Task details:
Which lines should be repeated? Exactly the one containing "of the pile" and every line after it through the end of the entries below.

Referring expression data:

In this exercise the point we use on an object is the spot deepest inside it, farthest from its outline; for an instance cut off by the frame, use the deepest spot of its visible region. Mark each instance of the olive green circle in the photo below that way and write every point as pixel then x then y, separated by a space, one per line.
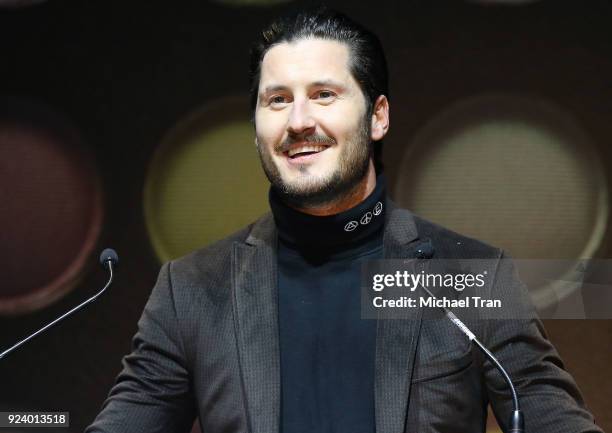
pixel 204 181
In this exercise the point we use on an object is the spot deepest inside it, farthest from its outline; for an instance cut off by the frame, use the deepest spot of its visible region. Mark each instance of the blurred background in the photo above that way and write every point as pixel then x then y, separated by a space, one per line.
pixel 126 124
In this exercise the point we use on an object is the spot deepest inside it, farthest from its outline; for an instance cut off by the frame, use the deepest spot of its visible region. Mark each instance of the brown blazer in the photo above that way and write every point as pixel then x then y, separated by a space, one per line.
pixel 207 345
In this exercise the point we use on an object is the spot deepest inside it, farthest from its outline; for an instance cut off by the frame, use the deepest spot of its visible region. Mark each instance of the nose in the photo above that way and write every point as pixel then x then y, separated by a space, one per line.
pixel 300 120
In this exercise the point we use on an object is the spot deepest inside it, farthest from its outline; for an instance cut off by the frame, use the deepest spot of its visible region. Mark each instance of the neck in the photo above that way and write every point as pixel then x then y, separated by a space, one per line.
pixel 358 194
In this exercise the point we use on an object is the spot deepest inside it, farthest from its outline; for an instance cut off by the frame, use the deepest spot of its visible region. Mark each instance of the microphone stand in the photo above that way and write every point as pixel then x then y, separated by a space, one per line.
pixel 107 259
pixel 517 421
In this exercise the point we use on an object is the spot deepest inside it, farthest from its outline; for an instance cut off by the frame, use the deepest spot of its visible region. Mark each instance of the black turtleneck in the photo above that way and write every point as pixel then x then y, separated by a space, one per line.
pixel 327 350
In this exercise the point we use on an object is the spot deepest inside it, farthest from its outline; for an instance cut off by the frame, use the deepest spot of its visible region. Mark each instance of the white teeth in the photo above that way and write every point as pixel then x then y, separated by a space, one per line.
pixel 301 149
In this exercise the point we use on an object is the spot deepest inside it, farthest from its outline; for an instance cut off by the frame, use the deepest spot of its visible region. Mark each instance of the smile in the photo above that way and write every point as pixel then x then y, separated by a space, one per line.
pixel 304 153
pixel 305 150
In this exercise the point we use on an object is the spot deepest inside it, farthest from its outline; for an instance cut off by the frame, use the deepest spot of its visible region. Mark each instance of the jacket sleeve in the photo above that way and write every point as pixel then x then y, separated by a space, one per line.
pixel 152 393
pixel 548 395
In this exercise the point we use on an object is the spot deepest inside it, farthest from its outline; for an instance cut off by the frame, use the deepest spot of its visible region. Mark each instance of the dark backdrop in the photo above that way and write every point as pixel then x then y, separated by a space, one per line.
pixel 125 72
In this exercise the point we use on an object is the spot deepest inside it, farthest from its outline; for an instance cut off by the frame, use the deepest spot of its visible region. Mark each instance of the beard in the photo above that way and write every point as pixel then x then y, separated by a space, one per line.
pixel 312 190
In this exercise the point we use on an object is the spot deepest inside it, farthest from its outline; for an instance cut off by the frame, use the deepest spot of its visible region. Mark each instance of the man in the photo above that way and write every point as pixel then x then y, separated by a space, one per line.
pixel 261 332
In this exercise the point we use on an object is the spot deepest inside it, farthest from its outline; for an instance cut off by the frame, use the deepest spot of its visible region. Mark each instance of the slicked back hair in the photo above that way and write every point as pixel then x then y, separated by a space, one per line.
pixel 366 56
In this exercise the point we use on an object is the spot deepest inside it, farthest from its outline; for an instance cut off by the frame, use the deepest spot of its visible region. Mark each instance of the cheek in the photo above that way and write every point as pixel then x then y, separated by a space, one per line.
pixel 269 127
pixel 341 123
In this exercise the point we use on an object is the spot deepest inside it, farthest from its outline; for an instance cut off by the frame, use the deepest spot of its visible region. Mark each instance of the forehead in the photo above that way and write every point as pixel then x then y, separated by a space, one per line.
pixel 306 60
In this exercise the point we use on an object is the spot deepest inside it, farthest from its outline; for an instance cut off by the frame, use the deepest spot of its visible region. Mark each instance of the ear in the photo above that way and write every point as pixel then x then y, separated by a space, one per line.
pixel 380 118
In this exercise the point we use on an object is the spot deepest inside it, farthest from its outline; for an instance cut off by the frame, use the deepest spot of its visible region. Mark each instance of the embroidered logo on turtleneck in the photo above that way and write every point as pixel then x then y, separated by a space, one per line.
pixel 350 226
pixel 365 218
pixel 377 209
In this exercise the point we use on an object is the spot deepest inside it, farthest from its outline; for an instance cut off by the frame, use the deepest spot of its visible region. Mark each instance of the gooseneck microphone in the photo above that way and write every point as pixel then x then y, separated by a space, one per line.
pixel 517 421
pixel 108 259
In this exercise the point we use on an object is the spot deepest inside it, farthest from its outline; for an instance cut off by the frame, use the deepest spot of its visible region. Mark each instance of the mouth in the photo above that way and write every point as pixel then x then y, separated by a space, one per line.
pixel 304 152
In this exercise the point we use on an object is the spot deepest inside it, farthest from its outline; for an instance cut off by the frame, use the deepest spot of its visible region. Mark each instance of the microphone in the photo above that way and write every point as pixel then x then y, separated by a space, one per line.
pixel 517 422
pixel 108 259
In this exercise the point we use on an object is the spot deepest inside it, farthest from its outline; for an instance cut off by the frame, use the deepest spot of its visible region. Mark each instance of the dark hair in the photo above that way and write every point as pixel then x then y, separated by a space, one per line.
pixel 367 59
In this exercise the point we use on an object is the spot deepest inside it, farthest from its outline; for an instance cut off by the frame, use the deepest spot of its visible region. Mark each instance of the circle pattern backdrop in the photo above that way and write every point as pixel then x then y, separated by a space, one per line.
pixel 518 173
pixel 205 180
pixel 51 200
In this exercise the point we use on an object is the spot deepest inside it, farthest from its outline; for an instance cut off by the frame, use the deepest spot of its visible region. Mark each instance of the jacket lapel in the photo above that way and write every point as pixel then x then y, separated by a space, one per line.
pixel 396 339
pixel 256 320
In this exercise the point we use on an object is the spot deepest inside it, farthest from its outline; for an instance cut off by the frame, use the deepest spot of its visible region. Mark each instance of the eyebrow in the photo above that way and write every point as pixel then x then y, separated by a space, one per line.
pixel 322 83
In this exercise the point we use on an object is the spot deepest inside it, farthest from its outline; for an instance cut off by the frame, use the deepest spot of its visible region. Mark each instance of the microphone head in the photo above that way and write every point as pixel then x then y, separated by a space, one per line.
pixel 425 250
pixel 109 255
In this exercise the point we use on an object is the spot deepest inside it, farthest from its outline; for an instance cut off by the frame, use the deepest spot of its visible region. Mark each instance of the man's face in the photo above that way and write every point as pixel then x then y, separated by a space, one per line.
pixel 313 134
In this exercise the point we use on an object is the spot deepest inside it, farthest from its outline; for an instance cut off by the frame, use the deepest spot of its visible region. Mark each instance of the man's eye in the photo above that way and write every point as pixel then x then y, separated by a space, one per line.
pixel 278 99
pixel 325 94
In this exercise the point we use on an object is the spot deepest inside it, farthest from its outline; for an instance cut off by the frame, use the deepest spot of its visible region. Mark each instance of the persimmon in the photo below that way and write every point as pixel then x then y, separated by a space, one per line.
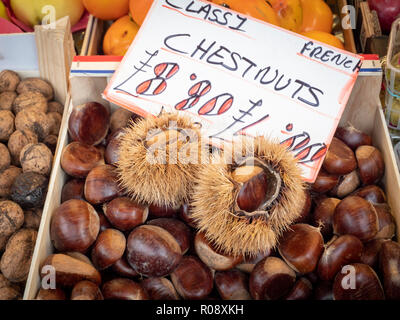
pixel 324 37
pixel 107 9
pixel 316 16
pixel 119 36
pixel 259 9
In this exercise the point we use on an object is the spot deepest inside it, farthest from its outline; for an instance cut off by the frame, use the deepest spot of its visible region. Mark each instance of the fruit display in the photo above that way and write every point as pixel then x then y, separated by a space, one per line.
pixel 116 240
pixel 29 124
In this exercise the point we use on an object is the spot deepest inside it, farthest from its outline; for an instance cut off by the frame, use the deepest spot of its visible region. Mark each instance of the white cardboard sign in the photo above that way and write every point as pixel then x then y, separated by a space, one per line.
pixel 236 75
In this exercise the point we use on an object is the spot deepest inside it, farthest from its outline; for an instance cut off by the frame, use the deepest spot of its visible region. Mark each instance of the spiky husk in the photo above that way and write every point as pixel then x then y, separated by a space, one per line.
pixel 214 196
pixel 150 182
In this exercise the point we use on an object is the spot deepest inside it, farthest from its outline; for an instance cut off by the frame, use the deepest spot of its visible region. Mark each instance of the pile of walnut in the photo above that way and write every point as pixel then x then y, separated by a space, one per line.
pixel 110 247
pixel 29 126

Reply to the exercise:
In this exercise the point we use on an object is the spot deepest inside it, farthest from its outline; for an instance cut off by the frame, use the deepest spot of its visible region. Mark each instance of the pile of walnut in the photo above that way and write every point as pixel then x then y, separated by a space, one per line.
pixel 110 247
pixel 29 126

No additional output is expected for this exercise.